▶ _Textauszug_
※ ※ ※

Streit ums Sozialticket

Ab 1. November soll es die vergünstigte Karte im VRR geben. Ob das in Gladbach so sein wird, ist offen.

Mönchengladbach. Der Verkehrsverbund Rhein-Ruhr (VRR), dem auch der Öffentliche Personennah-Verkehr (ÖPNV) in Gladbach angeschlossen ist, hat das Sozialticket beschlossen. Ob dieser Schein zum Monatspreis von 29,90 Euro der Preisstufe A den in Gladbach rund 67 000 dafür berechtigten Personen zur Verfügung gestellt wird, ist aber völlig offen. Denn die Ampel ist in der Frage uneins.

※ ※ ※

▶ _Material_

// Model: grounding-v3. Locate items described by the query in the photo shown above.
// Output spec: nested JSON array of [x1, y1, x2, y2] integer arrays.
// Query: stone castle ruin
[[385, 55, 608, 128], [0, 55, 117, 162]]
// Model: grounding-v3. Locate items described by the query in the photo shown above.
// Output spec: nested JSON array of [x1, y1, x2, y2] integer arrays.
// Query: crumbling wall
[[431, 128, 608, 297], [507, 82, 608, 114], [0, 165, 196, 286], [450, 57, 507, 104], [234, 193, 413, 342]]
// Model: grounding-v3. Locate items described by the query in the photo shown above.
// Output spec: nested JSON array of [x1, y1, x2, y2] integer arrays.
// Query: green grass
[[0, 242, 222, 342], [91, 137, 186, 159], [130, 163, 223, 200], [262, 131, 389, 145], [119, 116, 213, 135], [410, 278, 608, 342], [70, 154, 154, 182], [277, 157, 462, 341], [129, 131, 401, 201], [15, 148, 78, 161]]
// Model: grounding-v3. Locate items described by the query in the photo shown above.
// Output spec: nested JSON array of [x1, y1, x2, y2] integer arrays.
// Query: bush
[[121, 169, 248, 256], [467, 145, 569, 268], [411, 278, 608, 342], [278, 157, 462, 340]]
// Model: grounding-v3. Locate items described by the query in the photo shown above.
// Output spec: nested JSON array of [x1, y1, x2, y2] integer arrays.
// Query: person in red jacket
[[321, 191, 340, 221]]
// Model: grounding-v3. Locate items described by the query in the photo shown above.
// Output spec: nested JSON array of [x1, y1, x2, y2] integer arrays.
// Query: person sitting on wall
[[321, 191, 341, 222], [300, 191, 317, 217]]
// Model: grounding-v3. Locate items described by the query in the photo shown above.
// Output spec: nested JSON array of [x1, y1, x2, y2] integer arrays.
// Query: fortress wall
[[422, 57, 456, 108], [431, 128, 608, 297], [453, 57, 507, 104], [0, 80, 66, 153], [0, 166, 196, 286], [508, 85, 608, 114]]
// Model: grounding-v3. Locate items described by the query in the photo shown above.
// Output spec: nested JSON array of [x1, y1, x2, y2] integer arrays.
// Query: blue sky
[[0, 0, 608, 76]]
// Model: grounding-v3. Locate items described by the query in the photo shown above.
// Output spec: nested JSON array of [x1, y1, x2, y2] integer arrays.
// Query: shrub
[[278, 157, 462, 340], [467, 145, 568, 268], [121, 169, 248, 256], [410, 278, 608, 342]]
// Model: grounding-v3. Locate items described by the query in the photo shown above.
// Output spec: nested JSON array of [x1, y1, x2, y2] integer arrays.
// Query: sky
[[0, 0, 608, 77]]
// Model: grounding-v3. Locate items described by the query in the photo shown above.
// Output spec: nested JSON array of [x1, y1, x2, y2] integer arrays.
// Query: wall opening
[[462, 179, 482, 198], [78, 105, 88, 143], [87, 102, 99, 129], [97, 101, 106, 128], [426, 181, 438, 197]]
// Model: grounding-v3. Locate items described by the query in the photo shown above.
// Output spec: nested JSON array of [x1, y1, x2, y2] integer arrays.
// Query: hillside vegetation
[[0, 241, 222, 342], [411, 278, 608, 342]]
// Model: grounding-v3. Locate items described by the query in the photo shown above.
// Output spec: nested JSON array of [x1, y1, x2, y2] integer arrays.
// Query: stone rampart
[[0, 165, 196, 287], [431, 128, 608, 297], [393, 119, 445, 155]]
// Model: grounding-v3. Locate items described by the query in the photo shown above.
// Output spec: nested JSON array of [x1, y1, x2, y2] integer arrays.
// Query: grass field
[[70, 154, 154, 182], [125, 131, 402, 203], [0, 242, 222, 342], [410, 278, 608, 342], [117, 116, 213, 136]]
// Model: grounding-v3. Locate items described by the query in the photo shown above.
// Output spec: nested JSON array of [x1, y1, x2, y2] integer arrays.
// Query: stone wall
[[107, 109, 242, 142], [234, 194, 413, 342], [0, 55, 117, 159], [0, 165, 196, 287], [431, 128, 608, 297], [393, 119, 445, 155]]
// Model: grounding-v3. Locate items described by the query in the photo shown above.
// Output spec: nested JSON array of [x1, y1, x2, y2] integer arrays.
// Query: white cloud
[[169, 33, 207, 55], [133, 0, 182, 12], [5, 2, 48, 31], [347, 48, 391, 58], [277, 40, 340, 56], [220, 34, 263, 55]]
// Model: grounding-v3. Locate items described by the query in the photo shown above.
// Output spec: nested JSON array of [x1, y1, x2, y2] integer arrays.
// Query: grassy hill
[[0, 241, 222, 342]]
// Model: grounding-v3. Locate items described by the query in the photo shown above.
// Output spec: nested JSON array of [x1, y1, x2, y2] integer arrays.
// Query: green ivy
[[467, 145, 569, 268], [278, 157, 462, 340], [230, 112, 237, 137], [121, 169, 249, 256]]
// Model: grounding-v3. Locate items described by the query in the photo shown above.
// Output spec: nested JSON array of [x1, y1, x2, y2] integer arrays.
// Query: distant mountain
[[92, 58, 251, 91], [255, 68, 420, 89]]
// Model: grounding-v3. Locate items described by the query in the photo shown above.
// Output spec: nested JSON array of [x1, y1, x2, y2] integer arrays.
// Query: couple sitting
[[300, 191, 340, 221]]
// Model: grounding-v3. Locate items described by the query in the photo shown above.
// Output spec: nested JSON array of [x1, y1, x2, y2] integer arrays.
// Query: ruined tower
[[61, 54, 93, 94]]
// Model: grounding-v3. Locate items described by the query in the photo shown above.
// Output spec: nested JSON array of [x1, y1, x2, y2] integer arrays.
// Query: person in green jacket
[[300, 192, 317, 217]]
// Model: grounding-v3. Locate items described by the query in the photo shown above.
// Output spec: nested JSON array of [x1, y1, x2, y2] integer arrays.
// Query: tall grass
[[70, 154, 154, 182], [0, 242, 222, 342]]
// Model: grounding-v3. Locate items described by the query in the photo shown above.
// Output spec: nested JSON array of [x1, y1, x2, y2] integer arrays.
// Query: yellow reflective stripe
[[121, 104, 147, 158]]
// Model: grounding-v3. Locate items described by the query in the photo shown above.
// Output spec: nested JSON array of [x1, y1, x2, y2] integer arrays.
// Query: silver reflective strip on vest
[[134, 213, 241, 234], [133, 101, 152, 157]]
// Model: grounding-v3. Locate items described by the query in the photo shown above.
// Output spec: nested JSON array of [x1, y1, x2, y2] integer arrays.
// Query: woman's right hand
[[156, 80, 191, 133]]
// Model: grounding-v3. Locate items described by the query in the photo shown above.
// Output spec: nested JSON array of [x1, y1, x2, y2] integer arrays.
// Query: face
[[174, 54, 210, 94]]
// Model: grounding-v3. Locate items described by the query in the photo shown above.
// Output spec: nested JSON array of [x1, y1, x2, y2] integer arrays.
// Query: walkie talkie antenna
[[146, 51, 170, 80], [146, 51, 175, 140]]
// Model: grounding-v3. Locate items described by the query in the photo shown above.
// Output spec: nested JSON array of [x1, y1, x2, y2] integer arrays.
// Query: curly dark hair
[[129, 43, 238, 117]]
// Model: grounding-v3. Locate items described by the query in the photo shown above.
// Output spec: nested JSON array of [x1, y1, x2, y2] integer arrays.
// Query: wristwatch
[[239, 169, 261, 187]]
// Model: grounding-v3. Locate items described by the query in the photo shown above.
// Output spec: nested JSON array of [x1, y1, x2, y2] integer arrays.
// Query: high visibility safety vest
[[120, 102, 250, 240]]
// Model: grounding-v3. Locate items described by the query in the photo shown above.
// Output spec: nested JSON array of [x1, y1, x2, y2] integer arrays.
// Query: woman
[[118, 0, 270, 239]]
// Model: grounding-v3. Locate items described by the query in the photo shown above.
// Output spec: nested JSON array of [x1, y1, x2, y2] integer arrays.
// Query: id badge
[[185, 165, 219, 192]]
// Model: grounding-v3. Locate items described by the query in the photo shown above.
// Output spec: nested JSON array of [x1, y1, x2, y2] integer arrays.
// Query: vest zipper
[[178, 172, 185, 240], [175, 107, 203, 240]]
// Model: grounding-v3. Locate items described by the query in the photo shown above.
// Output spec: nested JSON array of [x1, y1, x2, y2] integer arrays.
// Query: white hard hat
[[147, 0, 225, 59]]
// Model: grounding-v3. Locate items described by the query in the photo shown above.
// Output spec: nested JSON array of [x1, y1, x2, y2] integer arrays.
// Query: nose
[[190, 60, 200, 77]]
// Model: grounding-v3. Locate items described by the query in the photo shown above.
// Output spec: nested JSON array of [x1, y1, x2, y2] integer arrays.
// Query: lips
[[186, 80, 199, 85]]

※ ※ ※

Schreiben Sie den Textauszug über das Sozialticket in Mönchengladbach im Anschluss an seinen letzten Satz weiter. Das Material hat keinen Bezug zum Textauszug.

▶ _Richtige Lösung_
Während Gladbachs Grünen-Fraktionssprecher Karl Sasserath gegenüber der WZ erklärte, der Fahrschein komme „automatisch“ zum 1. November und sei im Koalitionsvertrag zwischen Gladbacher SPD, FDP und Grünen vereinbart, winkt „VRR-Spezialist“ und SPD-Fraktionssprecher Lothar Beine ab. Auf die Stadt kämen infolge des Sozialtickets jährliche Kosten von 600 000 Euro zu, sagt Beine, der die Zahl von der NVV AG hat. „Das darf die Stadt nicht ausgleichen.“ Somit werde es „leider“ kein Ticket dieser Art geben. Zur koalitionären Vereinbarung sagt Beine: „Da steht kostenneutral.“ Und das sei das Sozialticket nicht.

Stadtfinanzchef Bernd Kuckels (FDP) hatte am Rande der VRR-Sitzung für eine Sondersitzung des Stadtrates plädiert — immerhin belaste das neue Angebot die Stadtkasse. Im OB-Büro gibt es derzeit aber keine Sondersitzungs-Pläne.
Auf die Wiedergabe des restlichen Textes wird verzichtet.